Set problem 1: Retype the stretch from "Numerical example: HZ=1000/sec, X=94Mbps, A=59Mbps, s=1500" through "remain at A=59Mbps." in the passage on TFRC sending limits.
Set problem 2:
Answer these questions from the passage on TFRC sending limits:
(a) What timeslice granularity do non-realtime OSes use, according to the passage?
(b) In the first numerical example, what link speed does the passage give for the 100 Mb Ethernet link?
(c) In the second numerical example, what is the controllable limit s * HZ?

Source passage:
## START

Apart from the fact that I don't like it, this creates the wrong idea among 
people who have little or nothing to do with actual protocol implementation 
- it produces an impression of "let's talk about some implementation bugs". 
(But competent implementation feedback is welcome and solicited on dccp@vger)

Which is the more regrettable since you are right in raising this point
as a general one: it is indeed a limitation of [RFC 3448, 4.6] with regard
to non-realtime OSes. To clarify, the two main issues of this limitation
are summarised below.


I. Uncontrollable speeds
------------------------
Non-realtime OSes schedule processes in discrete timeslices with a granularity
of t_gran = 1/HZ. When packets are scheduled using this mechanism, this
naturally limits the maximum packets per second to HZ.  

There are two speeds involved here: the packet rate `A' of the application
(user-space), and the allowed sending rate `X' determined by the TFRC mechanism
(kernel-space). 

These speeds are not related to one another. The allowed sending rate X will, under
normal circumstances, approach the link bandwidth; following the principles of slow
 start. The application sending rate A is fixed or is not.

No major problems arise when it is ensured that A is always below X. Numerical
example: A=32kbps, X=94Mbps (standard 100 Mb Ethernet link speed). When loss 
occurs, X is reduced according to p. As long as X remains above A, the sender
can send as before; if X is reduced below A, the sender will be limited.

Now the problem: when the application rate A is above s * HZ, there is a range
of speed where the TFRC mechanism is effectively out of control, i.e. requests
to reduce the sending rate in response to ECN-marked packets or congestion events
(ECN-marked or lost packets) will not be followed.

Numerical example: HZ=1000/sec, X=94Mbps, A=59Mbps, s=1500 bytes. The controllable
limit is s * HZ = 1500 * 8 * 1000 bps = 12Mbps. Assume loss occurs in steady-state
such that X is to be reduced to X_reduced. Then, if 
                      s * HZ  <  X_reduced <=  A,
nothing will happen and the effective speed after computing X_reduced will remain at A. 
This is even more problematic if A is not fixed but could increase above its current rate
So, with regard to the numerical example, nothing will happen if X_reduced is between 
12Mpbs ... 59Mbps, the speed after the congestion occurs will remain at A=59Mbps.

## END

Data entries:
## START

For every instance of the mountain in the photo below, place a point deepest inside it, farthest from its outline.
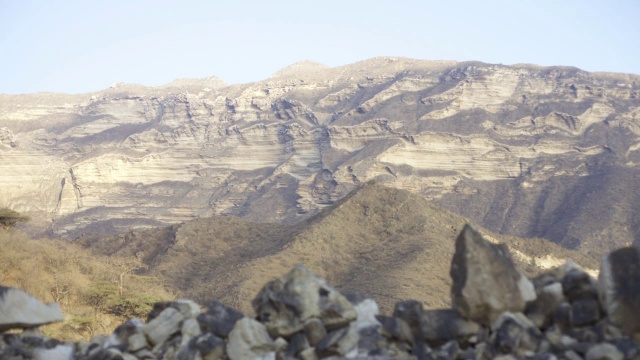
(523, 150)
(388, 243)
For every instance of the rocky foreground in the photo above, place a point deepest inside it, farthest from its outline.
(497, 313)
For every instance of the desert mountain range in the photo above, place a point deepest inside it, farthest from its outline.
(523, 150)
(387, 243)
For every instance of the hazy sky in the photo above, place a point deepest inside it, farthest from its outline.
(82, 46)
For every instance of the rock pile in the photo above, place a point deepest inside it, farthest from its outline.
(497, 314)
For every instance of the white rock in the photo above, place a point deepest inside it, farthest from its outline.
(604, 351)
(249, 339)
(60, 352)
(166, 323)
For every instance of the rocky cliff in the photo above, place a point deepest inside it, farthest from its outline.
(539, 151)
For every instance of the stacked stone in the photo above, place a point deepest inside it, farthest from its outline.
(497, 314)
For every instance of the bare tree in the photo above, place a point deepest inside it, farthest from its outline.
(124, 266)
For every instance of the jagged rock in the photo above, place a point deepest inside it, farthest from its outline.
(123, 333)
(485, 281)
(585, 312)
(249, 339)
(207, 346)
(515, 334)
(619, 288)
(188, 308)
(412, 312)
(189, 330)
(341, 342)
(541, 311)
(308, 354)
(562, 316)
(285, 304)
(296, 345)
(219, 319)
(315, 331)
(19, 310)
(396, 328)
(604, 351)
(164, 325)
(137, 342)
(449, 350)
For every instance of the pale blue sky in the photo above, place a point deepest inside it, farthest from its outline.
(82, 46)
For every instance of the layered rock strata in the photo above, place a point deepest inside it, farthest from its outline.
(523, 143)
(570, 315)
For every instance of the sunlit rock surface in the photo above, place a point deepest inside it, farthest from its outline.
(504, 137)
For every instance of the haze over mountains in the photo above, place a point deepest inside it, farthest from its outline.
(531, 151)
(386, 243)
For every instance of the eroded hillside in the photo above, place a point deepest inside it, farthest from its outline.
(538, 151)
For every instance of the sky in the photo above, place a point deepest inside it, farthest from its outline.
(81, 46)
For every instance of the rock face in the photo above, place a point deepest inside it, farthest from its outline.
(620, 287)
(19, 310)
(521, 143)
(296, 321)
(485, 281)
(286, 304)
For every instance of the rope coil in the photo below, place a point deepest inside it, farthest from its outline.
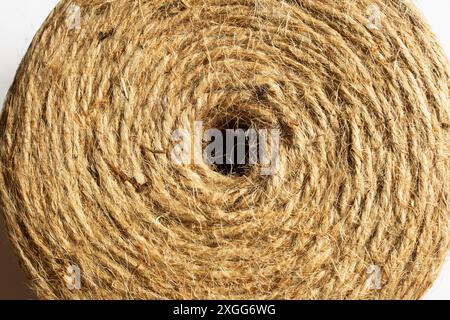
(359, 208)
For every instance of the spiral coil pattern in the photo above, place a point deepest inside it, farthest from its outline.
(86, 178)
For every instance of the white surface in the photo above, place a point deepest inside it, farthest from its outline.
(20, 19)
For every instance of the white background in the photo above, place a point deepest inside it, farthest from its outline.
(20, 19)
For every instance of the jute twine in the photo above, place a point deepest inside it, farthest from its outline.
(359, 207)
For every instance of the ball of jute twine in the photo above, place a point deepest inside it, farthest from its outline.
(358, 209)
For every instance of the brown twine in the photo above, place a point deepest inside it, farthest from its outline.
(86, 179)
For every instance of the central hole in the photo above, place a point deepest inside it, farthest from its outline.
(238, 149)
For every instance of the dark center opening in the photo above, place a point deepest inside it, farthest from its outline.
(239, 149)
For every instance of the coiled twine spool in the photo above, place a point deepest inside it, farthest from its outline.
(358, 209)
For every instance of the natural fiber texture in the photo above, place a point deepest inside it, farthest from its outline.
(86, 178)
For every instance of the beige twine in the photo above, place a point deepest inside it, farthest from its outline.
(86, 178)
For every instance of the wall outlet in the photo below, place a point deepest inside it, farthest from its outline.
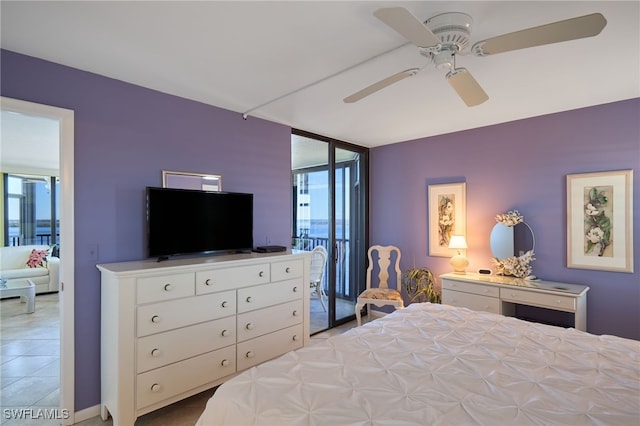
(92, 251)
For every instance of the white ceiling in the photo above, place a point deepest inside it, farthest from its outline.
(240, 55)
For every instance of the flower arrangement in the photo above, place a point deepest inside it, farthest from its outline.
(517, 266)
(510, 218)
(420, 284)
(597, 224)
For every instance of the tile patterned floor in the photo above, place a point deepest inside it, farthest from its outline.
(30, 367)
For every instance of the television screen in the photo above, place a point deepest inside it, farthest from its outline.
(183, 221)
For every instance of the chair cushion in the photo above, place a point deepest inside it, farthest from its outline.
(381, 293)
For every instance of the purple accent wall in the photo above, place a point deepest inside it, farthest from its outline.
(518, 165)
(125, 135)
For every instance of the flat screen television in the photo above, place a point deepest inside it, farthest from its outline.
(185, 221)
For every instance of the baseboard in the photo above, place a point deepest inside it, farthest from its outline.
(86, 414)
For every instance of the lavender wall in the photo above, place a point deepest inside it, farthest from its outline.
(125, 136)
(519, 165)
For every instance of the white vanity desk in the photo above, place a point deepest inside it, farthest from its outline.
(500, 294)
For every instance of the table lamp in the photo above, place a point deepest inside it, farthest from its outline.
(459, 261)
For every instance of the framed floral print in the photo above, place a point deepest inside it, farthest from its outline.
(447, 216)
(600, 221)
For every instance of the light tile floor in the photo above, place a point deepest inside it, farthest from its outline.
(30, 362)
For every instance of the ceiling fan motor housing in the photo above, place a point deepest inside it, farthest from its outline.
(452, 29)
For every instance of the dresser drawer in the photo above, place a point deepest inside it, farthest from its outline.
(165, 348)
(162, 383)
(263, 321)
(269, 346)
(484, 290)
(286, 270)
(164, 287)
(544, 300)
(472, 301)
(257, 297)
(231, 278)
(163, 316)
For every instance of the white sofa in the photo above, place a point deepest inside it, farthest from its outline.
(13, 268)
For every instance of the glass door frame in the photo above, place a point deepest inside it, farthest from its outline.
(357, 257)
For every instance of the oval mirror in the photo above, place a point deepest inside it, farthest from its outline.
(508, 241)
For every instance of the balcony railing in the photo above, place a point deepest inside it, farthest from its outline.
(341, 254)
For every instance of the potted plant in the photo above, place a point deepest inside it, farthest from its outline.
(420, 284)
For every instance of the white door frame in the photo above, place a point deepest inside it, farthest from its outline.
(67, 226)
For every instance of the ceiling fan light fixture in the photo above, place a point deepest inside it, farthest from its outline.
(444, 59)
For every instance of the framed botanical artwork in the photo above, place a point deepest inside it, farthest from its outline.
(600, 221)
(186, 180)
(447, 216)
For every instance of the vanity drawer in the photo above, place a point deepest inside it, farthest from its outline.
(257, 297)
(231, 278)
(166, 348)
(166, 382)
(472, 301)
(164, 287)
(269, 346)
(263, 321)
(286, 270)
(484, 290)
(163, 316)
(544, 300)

## END

Exercise output 1:
Numerical example: HZ=1000/sec, X=94Mbps, A=59Mbps, s=1500 bytes. The controllable
limit is s * HZ = 1500 * 8 * 1000 bps = 12Mbps. Assume loss occurs in steady-state
such that X is to be reduced to X_reduced. Then, if 
                      s * HZ  <  X_reduced <=  A,
nothing will happen and the effective speed after computing X_reduced will remain at A. 
This is even more problematic if A is not fixed but could increase above its current rate
So, with regard to the numerical example, nothing will happen if X_reduced is between 
12Mpbs ... 59Mbps, the speed after the congestion occurs will remain at A=59Mbps.

Exercise output 2:
(a) t_gran = 1/HZ
(b) X=94Mbps
(c) 12Mbps